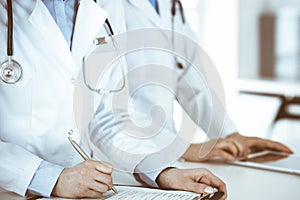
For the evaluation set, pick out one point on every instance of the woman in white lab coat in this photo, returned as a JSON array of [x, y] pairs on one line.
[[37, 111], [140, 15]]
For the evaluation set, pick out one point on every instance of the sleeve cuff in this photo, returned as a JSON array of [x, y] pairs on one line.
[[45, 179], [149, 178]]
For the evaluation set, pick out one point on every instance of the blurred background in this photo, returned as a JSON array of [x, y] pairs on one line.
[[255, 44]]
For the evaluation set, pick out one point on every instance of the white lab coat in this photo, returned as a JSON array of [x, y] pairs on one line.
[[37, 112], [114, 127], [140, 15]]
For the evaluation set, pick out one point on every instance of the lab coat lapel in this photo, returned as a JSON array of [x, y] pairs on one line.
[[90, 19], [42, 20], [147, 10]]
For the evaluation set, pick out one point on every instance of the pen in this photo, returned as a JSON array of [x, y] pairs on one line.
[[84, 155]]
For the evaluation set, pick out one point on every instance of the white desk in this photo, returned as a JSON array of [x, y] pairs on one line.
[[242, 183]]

==

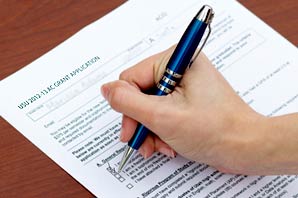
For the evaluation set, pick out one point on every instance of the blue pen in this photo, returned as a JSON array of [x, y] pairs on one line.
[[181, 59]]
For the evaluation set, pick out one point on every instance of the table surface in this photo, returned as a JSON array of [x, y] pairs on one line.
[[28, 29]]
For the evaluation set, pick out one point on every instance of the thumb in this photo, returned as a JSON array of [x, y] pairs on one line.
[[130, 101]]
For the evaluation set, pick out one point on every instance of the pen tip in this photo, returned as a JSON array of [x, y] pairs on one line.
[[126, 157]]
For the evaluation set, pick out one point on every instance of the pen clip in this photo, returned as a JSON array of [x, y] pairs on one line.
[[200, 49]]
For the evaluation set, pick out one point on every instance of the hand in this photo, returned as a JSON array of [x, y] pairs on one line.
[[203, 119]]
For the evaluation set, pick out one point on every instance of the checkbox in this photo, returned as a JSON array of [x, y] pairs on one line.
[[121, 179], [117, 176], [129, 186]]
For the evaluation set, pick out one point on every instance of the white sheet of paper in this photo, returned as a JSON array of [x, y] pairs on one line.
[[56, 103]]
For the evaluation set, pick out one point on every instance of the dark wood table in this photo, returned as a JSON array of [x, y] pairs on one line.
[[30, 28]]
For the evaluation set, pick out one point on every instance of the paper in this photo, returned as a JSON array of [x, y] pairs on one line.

* * *

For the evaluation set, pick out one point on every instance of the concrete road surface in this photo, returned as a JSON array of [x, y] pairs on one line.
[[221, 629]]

*GIVEN PROBLEM*.
Add 25 to every point coordinate in the entries, starting with the line with "of the woman" and going on through the line with "[[37, 111], [140, 15]]", and write out all of those lines again in full.

*EXERCISE RESPONSE*.
For the evaluation set, pick out one point on every instance of the woman in white lab coat in this photo, returned as a JSON array of [x, y] pairs on one line.
[[62, 136], [165, 40]]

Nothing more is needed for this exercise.